* [Stated problem] Retype the tail of the data exactly, starting at the line containing "the green sticker" and stopping at the last line.

* [Records supplied]
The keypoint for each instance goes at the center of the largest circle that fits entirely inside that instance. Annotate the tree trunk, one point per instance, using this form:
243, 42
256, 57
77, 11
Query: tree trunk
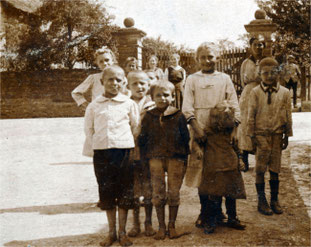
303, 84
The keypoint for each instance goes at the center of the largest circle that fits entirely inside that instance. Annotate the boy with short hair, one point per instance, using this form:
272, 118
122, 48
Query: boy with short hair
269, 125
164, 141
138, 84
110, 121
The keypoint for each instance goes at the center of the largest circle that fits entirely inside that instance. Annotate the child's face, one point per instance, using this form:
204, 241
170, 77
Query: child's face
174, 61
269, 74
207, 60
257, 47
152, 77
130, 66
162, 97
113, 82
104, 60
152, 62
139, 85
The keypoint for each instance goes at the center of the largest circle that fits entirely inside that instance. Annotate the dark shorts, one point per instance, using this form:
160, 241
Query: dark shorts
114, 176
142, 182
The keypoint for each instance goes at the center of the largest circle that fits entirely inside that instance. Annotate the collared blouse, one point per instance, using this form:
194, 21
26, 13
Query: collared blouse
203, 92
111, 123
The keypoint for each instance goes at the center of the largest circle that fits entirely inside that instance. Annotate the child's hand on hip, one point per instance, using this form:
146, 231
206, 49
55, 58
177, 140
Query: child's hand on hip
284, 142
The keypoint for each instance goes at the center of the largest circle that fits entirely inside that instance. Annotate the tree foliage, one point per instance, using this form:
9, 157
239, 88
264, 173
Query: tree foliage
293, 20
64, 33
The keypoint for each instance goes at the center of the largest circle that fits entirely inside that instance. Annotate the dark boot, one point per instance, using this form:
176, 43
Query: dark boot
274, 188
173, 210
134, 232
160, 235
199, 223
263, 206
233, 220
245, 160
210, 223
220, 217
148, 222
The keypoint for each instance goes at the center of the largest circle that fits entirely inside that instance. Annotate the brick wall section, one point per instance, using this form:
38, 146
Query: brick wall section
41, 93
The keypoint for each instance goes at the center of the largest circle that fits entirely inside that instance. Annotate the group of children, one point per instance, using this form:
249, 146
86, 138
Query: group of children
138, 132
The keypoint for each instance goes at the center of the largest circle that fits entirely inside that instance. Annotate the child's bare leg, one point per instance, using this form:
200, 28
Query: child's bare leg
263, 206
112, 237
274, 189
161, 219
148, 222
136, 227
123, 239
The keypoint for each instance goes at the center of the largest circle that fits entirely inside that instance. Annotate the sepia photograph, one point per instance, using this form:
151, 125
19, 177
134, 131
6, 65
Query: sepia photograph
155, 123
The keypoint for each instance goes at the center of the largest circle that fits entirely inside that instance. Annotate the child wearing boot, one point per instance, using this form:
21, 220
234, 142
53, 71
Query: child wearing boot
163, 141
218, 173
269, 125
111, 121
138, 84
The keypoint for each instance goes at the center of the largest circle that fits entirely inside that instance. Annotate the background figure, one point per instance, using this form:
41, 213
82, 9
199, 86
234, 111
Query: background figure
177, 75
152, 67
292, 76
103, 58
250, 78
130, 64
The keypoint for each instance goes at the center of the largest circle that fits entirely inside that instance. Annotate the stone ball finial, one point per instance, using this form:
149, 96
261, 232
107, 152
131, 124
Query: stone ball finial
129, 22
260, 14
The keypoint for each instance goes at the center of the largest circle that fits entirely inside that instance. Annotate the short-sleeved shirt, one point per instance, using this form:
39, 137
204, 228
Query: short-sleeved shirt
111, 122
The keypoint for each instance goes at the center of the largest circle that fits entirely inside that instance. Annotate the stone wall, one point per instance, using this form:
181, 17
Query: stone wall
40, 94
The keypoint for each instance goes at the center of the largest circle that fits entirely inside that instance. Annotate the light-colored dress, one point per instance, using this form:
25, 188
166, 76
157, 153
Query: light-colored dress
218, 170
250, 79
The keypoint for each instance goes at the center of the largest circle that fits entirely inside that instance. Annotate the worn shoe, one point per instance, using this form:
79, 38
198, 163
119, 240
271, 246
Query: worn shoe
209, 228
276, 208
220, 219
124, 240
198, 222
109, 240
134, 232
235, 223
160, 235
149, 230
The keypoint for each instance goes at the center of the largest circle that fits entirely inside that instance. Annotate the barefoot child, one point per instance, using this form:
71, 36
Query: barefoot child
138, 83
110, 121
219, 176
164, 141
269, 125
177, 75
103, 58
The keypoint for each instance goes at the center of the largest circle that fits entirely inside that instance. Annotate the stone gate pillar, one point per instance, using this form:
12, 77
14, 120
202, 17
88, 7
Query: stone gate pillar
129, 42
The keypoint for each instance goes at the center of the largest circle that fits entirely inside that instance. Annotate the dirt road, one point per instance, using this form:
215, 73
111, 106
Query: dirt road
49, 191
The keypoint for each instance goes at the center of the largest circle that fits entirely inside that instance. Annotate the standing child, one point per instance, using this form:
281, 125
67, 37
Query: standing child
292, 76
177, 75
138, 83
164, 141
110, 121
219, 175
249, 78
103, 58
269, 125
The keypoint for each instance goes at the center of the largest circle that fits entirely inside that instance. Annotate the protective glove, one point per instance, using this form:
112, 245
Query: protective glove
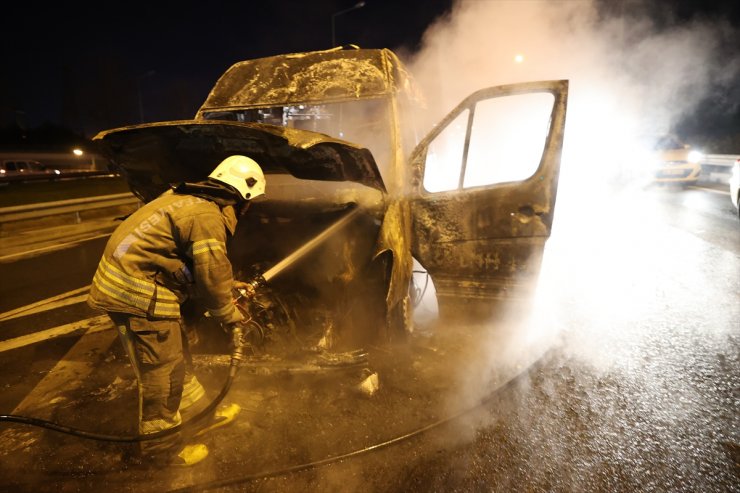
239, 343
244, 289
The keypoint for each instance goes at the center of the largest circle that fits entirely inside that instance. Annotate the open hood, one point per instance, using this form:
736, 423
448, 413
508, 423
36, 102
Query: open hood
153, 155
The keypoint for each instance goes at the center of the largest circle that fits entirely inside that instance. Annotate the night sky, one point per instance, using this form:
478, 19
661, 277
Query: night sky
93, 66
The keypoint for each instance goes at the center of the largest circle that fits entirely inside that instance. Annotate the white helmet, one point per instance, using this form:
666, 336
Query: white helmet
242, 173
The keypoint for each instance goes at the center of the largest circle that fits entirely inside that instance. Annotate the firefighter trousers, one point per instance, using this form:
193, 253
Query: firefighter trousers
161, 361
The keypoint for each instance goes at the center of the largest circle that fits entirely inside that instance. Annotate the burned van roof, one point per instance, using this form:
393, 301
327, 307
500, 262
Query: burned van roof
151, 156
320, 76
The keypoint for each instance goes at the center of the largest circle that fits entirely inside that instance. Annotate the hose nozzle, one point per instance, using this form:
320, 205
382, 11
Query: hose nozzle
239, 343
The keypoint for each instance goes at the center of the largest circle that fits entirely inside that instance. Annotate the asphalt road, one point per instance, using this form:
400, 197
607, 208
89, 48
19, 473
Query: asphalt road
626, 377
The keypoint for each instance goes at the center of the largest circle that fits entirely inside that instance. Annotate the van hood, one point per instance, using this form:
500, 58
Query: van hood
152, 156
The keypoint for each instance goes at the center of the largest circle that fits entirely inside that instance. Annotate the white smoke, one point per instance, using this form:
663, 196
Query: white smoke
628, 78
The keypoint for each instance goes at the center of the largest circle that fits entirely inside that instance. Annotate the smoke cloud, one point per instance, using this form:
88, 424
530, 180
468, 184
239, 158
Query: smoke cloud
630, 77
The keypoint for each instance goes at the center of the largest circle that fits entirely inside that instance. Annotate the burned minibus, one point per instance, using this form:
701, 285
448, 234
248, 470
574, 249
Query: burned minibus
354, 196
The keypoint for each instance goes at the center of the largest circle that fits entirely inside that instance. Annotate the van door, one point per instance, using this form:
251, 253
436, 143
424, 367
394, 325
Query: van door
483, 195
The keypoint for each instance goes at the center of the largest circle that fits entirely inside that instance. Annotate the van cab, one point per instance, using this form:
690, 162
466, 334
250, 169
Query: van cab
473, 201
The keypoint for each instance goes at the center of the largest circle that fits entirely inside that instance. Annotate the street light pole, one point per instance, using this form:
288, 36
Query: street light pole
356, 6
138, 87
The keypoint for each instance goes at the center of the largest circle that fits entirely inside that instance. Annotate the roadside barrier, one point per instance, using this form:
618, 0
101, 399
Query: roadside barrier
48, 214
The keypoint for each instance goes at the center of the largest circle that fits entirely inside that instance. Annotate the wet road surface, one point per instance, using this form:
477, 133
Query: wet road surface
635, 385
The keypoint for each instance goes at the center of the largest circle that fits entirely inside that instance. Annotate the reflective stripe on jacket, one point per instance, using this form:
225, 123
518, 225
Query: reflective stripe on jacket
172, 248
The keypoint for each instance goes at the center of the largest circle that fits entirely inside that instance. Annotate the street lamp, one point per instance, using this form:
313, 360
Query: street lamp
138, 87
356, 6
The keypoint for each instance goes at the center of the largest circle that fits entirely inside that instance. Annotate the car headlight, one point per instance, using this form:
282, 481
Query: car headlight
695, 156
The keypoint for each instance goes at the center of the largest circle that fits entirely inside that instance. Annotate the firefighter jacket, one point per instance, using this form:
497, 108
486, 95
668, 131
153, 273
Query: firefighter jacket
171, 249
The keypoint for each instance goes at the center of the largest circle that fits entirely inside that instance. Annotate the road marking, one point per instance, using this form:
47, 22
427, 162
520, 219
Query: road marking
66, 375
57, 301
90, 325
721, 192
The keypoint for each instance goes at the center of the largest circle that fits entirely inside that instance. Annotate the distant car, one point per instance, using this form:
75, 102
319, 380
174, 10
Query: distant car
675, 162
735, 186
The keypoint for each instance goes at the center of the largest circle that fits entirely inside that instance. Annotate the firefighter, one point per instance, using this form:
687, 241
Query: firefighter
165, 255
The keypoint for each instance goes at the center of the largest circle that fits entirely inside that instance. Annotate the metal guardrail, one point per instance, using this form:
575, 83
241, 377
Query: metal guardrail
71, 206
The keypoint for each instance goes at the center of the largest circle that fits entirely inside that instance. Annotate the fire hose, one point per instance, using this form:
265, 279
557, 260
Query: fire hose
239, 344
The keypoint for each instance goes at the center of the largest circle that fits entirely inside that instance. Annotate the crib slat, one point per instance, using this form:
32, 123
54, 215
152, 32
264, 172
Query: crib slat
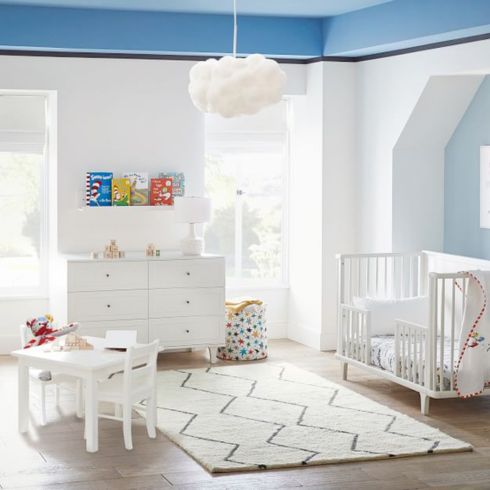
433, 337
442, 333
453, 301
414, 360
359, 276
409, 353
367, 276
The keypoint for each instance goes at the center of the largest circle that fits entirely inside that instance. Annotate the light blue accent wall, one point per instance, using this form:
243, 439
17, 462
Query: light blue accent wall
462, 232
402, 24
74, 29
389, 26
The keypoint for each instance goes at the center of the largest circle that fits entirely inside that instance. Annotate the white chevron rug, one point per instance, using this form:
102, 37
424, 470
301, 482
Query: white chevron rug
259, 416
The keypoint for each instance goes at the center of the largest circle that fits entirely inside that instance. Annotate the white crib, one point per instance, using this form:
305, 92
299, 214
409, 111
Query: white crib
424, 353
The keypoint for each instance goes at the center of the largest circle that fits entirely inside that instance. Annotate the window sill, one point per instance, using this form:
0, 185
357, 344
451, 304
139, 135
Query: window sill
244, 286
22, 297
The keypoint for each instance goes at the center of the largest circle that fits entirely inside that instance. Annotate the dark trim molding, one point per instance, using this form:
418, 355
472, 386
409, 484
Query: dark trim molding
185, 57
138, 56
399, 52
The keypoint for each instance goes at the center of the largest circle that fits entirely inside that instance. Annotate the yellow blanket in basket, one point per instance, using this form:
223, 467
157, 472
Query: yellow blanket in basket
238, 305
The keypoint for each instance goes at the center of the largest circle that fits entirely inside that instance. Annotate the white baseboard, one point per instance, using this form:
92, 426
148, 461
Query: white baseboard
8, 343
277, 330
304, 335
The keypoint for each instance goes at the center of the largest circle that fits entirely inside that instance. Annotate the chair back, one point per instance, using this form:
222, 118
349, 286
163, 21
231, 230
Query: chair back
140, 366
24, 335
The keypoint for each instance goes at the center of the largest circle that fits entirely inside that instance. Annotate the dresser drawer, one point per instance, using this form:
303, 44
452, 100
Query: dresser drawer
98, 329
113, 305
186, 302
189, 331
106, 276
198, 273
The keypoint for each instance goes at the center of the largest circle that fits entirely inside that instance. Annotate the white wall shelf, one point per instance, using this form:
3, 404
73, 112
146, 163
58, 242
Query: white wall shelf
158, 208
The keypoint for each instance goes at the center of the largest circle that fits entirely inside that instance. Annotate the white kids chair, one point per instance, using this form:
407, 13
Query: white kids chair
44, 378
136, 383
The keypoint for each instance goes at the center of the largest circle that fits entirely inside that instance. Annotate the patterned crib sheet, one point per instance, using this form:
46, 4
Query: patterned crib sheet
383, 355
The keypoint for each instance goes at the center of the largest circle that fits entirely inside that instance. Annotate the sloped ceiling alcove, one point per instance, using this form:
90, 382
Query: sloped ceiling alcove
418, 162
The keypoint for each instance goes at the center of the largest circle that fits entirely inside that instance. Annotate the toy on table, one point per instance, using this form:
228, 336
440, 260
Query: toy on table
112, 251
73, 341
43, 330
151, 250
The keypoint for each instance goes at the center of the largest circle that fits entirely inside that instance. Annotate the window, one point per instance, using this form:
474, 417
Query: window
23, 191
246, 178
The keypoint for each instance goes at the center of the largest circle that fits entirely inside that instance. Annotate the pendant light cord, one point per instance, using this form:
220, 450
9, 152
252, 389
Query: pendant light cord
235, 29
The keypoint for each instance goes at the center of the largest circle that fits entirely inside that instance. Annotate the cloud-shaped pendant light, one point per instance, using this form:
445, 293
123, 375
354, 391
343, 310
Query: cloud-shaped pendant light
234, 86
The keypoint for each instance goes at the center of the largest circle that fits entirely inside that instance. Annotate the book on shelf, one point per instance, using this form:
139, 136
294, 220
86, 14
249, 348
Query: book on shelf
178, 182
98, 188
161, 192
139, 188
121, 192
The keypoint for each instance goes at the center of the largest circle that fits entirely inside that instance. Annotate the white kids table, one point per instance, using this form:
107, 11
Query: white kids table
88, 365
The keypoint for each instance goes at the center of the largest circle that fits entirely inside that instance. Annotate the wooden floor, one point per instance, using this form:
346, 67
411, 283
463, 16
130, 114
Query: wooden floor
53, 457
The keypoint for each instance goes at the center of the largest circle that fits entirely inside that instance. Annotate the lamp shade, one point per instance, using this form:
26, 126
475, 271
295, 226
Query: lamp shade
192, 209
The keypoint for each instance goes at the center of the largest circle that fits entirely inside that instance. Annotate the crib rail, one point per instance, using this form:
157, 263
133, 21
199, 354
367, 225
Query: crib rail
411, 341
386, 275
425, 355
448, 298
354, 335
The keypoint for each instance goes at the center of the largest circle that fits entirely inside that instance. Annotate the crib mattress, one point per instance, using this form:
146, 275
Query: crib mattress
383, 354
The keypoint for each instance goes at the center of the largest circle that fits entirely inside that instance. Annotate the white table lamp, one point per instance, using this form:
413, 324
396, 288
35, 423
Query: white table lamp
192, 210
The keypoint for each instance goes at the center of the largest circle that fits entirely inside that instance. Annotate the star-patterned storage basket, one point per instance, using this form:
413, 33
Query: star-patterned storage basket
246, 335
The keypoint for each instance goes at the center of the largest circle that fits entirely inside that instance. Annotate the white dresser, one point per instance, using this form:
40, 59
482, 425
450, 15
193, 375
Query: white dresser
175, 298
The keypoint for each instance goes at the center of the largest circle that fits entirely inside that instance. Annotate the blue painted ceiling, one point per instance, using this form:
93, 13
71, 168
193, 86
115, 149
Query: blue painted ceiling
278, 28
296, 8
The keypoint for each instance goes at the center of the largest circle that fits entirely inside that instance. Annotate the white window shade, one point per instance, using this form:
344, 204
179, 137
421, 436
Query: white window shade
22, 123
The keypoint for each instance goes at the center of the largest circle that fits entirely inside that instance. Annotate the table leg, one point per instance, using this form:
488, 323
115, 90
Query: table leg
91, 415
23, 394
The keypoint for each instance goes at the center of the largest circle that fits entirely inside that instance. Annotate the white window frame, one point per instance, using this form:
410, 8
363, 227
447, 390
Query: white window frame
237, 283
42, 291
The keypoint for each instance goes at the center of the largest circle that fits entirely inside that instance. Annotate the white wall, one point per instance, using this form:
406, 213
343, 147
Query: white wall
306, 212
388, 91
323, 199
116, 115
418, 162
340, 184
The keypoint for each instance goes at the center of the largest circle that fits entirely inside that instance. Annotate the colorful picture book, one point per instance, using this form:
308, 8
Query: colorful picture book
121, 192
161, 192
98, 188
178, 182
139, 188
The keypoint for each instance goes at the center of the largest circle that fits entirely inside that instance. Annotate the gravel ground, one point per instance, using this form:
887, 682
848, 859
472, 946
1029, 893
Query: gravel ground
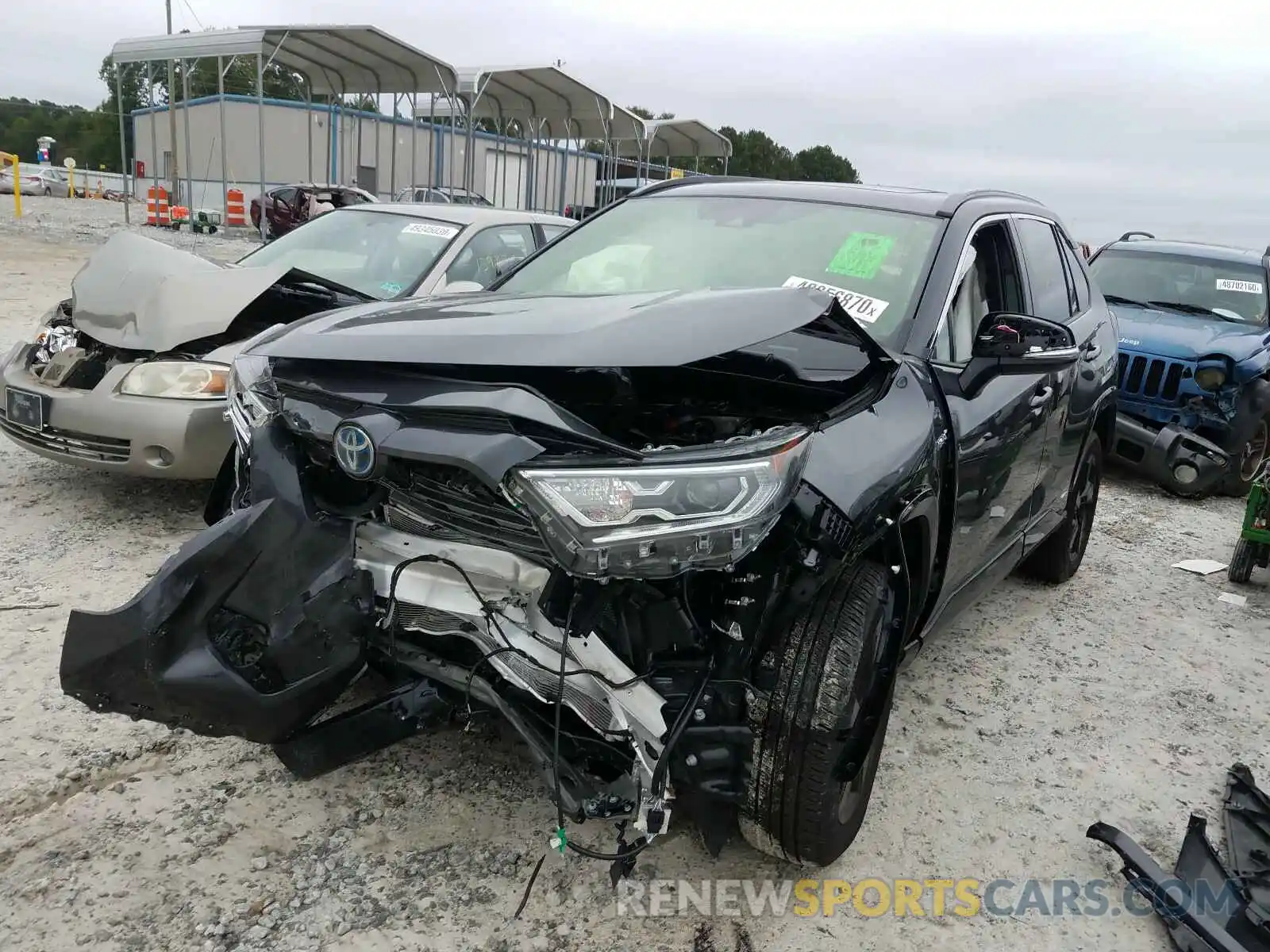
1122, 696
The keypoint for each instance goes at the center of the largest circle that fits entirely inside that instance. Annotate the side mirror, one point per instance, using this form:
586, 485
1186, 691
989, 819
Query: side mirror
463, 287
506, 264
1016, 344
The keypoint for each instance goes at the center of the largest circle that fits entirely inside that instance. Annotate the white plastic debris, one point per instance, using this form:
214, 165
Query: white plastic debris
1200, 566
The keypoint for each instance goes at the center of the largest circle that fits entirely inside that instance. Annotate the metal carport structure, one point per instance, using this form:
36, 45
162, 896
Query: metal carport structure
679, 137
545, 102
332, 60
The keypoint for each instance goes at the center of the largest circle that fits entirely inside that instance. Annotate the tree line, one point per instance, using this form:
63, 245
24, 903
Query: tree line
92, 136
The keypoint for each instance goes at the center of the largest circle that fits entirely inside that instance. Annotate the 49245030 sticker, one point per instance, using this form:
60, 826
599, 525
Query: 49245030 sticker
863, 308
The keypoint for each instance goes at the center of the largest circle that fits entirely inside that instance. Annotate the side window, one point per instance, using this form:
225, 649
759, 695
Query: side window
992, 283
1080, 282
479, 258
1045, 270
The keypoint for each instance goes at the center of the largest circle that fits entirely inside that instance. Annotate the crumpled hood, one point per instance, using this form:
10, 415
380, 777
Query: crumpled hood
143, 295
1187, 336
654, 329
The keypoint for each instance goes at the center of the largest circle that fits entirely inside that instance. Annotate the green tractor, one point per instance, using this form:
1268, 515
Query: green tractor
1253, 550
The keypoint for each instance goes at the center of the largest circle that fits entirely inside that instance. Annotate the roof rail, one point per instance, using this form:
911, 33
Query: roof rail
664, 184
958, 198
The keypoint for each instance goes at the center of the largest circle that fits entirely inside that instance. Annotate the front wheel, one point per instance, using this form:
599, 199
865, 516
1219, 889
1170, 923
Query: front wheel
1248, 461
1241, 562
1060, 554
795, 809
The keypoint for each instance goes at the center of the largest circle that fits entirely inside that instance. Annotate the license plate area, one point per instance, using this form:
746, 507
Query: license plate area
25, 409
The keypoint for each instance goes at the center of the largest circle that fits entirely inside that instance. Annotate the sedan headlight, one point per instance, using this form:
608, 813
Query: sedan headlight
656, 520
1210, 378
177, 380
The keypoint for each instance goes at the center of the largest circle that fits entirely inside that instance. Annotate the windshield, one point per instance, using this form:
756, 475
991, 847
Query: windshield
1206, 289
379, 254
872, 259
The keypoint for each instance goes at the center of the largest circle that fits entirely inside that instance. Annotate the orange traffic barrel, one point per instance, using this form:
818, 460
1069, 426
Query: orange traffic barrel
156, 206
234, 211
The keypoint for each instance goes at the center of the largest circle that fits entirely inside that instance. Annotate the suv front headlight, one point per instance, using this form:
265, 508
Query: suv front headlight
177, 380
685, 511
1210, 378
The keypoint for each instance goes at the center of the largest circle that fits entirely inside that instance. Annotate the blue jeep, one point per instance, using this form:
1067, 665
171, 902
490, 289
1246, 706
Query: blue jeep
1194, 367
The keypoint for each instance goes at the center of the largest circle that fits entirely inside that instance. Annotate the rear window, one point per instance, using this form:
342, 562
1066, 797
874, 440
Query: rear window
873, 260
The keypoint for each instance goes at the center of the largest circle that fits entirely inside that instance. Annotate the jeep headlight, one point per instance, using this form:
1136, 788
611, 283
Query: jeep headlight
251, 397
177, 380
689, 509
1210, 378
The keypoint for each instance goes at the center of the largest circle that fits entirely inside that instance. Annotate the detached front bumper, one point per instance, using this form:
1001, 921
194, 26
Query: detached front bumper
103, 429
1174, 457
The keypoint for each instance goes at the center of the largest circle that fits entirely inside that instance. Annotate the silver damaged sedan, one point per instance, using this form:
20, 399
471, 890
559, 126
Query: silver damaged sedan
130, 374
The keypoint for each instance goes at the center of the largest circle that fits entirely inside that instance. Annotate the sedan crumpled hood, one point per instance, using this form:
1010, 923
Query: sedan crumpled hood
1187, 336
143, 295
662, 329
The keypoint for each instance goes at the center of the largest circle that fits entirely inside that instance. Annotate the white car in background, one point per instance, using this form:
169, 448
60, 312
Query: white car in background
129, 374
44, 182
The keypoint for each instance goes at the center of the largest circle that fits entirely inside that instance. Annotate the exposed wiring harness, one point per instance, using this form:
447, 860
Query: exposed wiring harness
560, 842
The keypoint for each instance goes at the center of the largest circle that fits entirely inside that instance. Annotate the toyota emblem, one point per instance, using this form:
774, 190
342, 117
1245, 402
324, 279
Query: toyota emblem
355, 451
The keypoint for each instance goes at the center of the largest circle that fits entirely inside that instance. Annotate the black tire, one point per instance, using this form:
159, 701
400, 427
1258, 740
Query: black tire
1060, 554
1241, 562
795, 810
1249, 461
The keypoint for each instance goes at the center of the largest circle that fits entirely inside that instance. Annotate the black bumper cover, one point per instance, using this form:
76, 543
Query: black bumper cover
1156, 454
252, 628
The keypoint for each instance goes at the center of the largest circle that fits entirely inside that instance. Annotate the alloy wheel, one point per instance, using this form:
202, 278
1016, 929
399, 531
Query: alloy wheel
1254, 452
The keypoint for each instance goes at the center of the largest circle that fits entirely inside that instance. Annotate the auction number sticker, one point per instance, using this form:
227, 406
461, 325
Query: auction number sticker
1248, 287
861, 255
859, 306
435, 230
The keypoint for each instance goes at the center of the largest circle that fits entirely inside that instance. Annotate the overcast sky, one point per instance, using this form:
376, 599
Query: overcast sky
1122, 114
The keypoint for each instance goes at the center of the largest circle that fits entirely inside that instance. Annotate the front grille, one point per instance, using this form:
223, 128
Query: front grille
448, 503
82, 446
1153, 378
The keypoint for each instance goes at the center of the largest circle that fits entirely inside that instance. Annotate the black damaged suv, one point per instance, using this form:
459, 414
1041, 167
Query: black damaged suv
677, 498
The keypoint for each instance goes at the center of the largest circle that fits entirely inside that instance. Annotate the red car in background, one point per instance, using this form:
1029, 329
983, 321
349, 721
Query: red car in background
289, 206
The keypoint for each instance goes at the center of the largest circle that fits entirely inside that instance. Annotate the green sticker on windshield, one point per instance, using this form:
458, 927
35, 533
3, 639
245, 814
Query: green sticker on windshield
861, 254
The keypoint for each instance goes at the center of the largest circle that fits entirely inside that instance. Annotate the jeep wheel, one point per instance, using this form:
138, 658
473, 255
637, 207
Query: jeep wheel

* [The output]
The keypoint for each instance goes at the center of the largest circle that fits entirely inside that instance. Annotate the green sticker on windshield, one point per instance, using this form:
458, 927
35, 533
3, 639
245, 814
Query: green sticker on windshield
861, 254
The keypoint for each instance goes at the center of the largest circle that fits entirely inside that instance. Annotate the jeep wheel, one point per instance, using this form:
138, 658
473, 255
637, 207
Query: jeep wheel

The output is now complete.